• Instructions to follow: Write out the items word for word, from their first line through the line containing "column 264, row 212", and stop there.

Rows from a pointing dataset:

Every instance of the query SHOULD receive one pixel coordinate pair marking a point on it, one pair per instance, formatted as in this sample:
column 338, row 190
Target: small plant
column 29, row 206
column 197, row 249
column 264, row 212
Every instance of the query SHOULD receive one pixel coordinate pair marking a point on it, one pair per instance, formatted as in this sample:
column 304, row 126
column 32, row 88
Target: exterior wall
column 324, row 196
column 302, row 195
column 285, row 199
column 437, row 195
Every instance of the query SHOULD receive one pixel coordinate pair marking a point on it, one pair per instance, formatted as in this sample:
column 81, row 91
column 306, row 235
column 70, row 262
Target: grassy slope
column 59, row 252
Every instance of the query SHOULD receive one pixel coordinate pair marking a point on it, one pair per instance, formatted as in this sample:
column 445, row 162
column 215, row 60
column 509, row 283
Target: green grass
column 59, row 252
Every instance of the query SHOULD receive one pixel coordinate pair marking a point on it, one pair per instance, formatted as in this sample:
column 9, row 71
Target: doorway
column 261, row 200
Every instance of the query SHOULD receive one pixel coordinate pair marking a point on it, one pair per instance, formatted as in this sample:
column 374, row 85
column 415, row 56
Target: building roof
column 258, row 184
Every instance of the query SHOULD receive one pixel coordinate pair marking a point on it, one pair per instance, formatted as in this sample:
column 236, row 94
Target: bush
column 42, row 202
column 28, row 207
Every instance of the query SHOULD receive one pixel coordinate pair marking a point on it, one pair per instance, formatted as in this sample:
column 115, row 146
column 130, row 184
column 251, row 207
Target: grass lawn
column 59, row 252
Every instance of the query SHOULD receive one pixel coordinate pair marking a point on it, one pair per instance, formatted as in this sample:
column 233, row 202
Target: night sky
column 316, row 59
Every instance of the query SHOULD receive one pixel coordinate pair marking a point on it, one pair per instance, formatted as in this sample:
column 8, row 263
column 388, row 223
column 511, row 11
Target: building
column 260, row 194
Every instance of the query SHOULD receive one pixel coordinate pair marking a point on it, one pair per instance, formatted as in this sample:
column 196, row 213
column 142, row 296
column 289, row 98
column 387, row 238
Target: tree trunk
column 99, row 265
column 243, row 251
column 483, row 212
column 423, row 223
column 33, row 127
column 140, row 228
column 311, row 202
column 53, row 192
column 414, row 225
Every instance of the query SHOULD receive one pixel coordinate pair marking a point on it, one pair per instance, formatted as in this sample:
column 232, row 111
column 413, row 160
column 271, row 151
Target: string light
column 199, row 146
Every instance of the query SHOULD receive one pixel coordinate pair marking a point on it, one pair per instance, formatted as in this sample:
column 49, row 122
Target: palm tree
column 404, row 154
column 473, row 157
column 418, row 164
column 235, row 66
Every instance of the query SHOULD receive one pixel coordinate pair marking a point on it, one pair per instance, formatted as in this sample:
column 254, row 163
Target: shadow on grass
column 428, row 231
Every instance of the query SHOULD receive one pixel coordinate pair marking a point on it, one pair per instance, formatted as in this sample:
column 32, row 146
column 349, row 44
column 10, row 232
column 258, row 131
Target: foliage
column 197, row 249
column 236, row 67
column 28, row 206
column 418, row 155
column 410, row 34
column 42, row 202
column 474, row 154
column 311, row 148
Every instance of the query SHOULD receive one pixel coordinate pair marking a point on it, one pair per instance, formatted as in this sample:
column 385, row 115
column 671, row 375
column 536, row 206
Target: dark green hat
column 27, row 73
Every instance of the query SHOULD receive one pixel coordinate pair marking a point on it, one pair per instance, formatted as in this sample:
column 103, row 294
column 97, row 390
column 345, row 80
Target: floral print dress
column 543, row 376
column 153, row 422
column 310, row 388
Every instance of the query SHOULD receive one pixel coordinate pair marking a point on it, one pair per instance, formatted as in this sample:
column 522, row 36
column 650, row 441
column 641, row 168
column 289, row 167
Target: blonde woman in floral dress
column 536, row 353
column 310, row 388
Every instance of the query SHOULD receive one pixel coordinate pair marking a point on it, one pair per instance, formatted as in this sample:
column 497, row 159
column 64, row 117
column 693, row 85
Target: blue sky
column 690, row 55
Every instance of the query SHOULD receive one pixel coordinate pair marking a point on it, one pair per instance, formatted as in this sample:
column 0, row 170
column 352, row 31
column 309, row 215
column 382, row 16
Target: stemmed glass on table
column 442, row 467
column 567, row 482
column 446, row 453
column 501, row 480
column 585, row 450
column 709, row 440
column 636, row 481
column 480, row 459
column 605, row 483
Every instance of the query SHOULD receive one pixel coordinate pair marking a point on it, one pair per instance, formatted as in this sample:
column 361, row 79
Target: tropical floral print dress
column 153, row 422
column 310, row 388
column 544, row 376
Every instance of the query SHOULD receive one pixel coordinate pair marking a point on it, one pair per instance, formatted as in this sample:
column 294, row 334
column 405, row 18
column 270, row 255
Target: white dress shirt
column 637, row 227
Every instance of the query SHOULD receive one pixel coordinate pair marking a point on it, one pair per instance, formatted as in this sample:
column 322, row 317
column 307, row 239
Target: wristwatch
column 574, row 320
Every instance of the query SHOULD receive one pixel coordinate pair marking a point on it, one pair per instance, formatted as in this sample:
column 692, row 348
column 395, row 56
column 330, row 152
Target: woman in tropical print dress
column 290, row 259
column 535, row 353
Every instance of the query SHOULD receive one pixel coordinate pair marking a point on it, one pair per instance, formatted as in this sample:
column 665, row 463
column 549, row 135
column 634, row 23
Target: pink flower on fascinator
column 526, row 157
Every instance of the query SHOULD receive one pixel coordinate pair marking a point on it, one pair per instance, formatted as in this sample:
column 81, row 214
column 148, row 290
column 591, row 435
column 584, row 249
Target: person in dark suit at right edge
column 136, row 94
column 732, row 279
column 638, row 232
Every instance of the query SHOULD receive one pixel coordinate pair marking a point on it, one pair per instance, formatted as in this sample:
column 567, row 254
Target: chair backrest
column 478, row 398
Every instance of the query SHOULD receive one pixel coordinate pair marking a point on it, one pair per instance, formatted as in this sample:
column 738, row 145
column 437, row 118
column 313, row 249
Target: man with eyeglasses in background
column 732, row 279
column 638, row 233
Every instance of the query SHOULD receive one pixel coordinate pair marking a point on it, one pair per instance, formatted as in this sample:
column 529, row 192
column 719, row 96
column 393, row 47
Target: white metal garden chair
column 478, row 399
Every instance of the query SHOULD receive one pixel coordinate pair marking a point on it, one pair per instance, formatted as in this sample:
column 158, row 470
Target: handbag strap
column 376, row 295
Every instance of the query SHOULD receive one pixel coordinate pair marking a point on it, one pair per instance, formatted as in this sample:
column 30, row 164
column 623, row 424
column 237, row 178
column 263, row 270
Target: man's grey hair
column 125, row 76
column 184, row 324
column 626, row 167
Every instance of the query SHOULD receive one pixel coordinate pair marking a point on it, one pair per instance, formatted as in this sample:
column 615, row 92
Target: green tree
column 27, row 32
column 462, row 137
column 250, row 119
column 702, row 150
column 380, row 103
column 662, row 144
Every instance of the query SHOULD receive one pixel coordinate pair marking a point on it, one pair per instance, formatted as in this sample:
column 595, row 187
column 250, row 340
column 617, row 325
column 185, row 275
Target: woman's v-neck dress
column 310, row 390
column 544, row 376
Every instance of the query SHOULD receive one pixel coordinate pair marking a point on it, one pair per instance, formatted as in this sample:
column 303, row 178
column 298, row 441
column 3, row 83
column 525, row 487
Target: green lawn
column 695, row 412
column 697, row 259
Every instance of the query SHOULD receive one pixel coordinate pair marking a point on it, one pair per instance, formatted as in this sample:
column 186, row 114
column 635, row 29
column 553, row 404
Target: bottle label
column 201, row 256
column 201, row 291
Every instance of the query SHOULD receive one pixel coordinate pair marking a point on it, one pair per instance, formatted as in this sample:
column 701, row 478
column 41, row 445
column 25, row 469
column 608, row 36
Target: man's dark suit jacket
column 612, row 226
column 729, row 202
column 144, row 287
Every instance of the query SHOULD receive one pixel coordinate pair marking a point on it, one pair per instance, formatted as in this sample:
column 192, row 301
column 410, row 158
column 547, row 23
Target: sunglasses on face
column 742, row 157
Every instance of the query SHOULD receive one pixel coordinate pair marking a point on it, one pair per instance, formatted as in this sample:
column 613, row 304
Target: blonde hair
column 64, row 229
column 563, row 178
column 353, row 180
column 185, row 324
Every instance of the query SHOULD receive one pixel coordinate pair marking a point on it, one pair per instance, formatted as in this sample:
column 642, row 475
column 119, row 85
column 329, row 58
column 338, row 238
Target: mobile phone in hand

• Answer to the task:
Every instance of the query SHOULD receive one pixel coordinate pair marking a point on it, one pair per instance, formatted as in this sample:
column 338, row 190
Target: small plant
column 29, row 206
column 197, row 249
column 264, row 212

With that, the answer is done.